** Material for this exercise follows **

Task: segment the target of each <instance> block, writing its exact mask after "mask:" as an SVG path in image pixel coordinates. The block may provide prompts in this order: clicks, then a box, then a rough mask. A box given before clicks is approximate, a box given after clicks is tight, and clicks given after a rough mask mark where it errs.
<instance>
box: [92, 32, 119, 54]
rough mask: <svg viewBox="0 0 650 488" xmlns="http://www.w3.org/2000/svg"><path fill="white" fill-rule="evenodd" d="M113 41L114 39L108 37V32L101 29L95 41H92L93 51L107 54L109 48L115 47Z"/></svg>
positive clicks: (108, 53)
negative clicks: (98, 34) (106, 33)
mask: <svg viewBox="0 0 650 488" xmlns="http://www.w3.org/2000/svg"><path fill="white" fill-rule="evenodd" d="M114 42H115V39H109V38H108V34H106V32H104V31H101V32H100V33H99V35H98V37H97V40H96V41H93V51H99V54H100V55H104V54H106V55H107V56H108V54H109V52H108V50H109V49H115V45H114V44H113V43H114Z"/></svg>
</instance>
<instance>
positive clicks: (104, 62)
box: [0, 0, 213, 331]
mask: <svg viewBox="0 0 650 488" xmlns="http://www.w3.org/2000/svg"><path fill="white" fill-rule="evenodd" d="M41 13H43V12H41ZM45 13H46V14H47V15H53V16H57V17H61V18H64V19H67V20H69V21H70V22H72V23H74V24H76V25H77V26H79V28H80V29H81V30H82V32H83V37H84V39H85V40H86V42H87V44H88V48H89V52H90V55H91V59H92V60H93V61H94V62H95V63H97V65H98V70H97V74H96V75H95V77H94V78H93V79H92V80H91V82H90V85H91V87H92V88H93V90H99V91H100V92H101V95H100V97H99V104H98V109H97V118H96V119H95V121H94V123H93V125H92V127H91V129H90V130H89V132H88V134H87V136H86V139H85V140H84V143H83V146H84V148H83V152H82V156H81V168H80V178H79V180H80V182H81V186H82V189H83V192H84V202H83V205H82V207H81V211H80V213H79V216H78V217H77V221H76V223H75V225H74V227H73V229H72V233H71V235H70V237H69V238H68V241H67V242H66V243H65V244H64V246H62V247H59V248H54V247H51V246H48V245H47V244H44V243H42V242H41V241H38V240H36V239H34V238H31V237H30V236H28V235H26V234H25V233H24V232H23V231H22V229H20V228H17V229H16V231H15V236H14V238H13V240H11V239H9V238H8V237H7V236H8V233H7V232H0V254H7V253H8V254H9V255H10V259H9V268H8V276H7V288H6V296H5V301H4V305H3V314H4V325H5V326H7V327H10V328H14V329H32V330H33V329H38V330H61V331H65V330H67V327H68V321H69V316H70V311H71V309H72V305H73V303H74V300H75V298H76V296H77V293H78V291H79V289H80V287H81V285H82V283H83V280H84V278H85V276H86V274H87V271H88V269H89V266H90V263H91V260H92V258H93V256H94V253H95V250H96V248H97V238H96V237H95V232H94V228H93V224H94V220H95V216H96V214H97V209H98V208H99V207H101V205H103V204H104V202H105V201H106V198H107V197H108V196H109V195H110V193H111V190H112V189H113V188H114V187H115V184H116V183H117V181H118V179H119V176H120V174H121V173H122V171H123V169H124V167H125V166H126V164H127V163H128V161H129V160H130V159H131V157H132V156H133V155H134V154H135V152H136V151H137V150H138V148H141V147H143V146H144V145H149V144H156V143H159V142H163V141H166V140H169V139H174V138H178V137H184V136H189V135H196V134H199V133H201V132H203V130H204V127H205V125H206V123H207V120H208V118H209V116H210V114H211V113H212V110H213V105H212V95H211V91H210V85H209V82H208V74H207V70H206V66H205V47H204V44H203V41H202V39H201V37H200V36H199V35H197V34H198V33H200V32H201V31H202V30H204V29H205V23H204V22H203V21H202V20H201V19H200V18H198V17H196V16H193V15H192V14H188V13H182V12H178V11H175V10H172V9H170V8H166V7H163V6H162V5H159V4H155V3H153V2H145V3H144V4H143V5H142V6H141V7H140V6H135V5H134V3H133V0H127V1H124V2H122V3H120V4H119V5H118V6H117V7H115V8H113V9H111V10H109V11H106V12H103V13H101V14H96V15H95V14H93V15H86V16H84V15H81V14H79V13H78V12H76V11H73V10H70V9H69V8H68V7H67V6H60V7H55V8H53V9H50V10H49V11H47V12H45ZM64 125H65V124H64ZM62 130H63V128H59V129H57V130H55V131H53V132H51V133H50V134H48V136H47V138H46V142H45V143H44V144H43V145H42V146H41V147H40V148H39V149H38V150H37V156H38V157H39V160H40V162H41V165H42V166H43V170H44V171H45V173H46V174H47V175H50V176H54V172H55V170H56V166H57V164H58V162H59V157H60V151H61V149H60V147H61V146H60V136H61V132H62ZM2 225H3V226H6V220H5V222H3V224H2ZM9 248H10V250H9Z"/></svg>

** End of Material for this exercise **
** Material for this exercise follows **

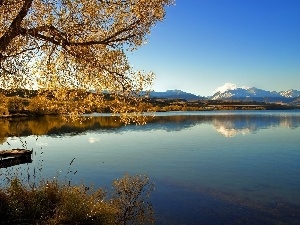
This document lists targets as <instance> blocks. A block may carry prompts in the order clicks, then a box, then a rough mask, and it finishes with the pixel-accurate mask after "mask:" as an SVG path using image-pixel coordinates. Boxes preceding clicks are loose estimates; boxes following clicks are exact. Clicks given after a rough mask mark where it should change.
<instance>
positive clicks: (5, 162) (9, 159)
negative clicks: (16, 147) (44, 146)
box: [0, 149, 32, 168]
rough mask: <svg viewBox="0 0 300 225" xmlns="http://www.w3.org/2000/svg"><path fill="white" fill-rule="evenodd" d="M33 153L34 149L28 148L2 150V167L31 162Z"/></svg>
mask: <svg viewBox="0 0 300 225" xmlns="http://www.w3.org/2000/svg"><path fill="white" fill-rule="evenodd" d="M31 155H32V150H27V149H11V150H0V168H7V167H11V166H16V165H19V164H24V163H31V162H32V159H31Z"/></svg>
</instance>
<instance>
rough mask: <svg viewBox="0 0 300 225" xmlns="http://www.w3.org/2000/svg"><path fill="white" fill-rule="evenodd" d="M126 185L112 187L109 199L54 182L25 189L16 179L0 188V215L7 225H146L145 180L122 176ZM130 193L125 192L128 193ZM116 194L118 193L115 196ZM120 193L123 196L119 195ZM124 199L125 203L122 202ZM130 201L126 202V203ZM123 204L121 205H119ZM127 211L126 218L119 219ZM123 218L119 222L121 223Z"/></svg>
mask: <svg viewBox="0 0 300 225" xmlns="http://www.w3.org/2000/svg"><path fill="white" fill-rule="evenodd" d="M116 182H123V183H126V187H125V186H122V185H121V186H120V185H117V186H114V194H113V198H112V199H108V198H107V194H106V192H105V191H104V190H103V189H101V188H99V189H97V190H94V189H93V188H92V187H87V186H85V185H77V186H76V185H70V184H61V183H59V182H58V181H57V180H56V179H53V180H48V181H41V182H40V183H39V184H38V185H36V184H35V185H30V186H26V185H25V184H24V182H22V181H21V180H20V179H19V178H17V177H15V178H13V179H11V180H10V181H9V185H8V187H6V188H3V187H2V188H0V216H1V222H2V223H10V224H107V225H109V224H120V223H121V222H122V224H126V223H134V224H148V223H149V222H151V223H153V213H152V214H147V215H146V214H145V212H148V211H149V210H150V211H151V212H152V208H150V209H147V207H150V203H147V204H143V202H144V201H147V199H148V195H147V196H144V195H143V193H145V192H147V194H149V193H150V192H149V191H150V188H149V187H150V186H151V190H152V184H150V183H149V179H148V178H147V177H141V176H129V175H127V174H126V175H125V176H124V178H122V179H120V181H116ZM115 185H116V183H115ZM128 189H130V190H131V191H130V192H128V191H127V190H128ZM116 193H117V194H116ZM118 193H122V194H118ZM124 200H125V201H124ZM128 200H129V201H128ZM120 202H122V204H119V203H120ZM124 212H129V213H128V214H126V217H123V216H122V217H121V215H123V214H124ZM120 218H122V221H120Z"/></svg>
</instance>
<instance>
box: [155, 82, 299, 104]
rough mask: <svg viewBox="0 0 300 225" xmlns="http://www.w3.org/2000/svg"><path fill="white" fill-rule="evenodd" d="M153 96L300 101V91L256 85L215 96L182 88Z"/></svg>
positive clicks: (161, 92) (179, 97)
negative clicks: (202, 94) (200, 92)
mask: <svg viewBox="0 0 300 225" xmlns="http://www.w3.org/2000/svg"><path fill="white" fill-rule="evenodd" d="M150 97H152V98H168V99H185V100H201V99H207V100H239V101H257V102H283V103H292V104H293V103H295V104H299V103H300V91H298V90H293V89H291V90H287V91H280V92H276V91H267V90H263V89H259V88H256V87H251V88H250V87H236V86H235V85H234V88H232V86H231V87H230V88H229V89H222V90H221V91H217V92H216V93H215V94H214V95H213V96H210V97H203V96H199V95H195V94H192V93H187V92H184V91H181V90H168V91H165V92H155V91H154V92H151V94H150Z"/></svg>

** End of Material for this exercise **

> [What is expected] Look through the material above for "where" and copy the lines that have it.

> [Task response]
Task: segment the target of each <instance> block, writing its exact mask after "mask:" as an SVG path in image pixel coordinates. The block may provide prompts in this order: clicks, then a box, then a rough mask. A box given before clicks is approximate, a box given after clicks is tight, and clicks given after a rough mask mark where it errs.
This document lists targets as <instance> blocks. A block may carry prompts in the order clicks, then a box, then a rough mask, and it finishes with the pixel-accurate mask after "mask:" as an SVG path using image-pixel coordinates. Boxes preceding clicks are loose estimates; boxes following clicks are exact. Clicks given after a rough mask mark where it should change.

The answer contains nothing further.